> **Extracted data**
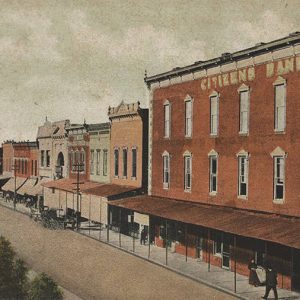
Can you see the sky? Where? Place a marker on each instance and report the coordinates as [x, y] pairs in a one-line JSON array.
[[72, 59]]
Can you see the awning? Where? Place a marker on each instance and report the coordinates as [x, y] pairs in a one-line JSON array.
[[278, 229], [27, 187], [91, 188], [9, 186], [38, 188]]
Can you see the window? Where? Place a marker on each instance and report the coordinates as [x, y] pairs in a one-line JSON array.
[[105, 162], [214, 114], [188, 117], [116, 157], [244, 111], [98, 162], [217, 245], [279, 177], [47, 158], [213, 169], [42, 158], [92, 161], [35, 168], [187, 172], [133, 152], [167, 115], [280, 90], [166, 170], [243, 175], [124, 162]]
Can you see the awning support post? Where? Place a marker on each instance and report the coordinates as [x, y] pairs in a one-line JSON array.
[[149, 242], [186, 241], [108, 221], [208, 248], [166, 242], [120, 221], [234, 252]]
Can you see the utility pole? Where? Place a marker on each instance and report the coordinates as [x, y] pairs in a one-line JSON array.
[[79, 167], [15, 168]]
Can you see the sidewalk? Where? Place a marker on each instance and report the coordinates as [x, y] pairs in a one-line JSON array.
[[217, 278], [197, 270]]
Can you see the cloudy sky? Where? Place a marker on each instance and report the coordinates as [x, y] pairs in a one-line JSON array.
[[71, 59]]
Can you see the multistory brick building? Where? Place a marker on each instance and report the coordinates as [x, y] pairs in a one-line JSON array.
[[78, 151], [128, 144], [99, 135], [53, 152], [224, 137]]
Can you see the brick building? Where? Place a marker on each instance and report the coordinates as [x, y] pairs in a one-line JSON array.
[[52, 139], [223, 159]]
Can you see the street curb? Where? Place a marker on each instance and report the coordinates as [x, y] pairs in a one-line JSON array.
[[207, 283]]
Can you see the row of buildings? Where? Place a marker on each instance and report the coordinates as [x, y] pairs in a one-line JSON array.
[[211, 171]]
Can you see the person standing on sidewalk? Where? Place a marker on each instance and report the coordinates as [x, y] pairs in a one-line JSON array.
[[271, 281]]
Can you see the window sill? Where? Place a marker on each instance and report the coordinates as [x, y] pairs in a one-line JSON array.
[[243, 133], [278, 201]]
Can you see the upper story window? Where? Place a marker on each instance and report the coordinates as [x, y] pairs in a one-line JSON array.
[[244, 109], [48, 158], [125, 162], [243, 166], [42, 158], [187, 171], [167, 119], [134, 162], [116, 160], [214, 113], [166, 170], [213, 172], [188, 116], [98, 161], [280, 104], [92, 161], [279, 157]]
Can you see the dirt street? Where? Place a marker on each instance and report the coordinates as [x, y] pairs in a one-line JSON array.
[[93, 270]]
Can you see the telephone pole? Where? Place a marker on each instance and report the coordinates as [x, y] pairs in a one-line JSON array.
[[15, 168], [79, 167]]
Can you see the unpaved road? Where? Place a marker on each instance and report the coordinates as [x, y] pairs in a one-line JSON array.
[[93, 270]]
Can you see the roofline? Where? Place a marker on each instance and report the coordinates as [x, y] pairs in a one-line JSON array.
[[261, 48]]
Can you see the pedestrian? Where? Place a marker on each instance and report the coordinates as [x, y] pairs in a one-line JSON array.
[[253, 279], [271, 281]]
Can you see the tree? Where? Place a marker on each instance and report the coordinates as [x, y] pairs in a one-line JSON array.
[[13, 272], [44, 287]]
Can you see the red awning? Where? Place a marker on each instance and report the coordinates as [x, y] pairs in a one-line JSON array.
[[269, 227]]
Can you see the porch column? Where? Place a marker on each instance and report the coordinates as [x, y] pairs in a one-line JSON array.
[[149, 235], [120, 221], [234, 253], [208, 247], [186, 242], [166, 242], [108, 221]]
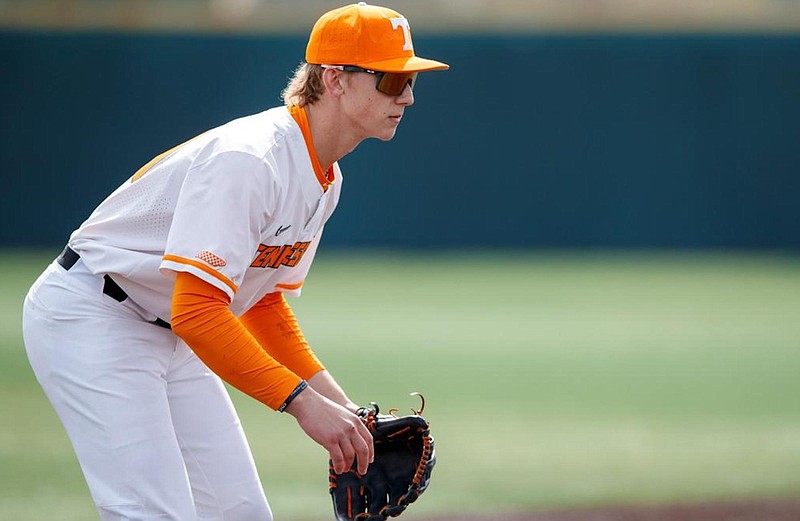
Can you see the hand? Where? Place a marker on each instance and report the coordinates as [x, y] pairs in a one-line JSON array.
[[336, 429]]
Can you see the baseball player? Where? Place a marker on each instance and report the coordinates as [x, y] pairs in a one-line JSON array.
[[176, 283]]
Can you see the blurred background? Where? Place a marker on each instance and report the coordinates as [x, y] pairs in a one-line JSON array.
[[583, 245]]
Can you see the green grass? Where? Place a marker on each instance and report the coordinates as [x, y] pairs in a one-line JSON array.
[[552, 379]]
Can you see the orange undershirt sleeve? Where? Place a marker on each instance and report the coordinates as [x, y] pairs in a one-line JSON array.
[[201, 317], [275, 326]]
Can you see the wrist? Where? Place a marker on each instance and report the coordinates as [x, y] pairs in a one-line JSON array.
[[302, 386]]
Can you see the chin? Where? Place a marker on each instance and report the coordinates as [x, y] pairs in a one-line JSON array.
[[387, 136]]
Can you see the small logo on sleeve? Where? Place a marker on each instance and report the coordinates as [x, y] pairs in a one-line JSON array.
[[211, 259]]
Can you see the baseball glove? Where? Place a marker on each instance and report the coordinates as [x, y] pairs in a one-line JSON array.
[[399, 474]]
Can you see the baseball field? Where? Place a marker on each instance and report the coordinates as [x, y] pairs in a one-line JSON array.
[[558, 385]]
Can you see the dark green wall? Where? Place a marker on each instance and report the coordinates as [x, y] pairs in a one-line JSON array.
[[573, 141]]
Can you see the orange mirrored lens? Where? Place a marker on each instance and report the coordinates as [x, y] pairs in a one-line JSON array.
[[394, 83]]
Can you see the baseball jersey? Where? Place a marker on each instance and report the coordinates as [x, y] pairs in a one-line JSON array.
[[241, 206]]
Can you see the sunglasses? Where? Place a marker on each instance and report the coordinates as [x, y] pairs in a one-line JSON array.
[[390, 83]]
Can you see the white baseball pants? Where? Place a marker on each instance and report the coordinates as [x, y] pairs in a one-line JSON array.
[[154, 430]]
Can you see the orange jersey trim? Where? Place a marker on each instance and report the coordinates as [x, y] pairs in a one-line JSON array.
[[301, 118], [150, 164], [199, 265], [297, 285]]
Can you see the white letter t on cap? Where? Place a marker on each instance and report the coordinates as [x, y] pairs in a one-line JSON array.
[[402, 22]]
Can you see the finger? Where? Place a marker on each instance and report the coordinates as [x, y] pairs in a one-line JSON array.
[[337, 459], [364, 454], [366, 436], [348, 454]]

> **Exercise details**
Lay out the records above as a Markdown table with the columns Row and Content, giving each line its own numbered row and leaving out blank lines. Begin at the line that contains "Can you see the cloudy" and stop after the line that contains "[[211, 171]]".

> **Response for this exercise**
| Row | Content |
|---|---|
| 1 | Can you see the cloudy sky? Where? Place a marker on each instance and report the coordinates as [x, y] pairs in a one-line JSON array. |
| 2 | [[71, 59]] |
| 3 | Can you see the multistory brick building? Where? Place a marker on each instance and report the coordinates as [x, y] pairs in a one-line JSON array. |
| 4 | [[78, 151], [128, 144], [99, 135], [53, 152], [224, 137]] |
| 5 | Can you see the brick building? Where? Place a marker on each instance and report the coordinates as [x, y] pairs in a one-line JSON array. |
| 6 | [[52, 139], [223, 159]] |
| 7 | Can you see the street curb? Where? Place a marker on each instance and report the coordinates as [x, y] pairs in a one-line JSON array. |
| 8 | [[207, 283]] |
| 9 | Can you see the row of buildings? Where? Place a marker on each instance and report the coordinates as [x, y] pairs in a one-line JSON array. |
| 10 | [[211, 171]] |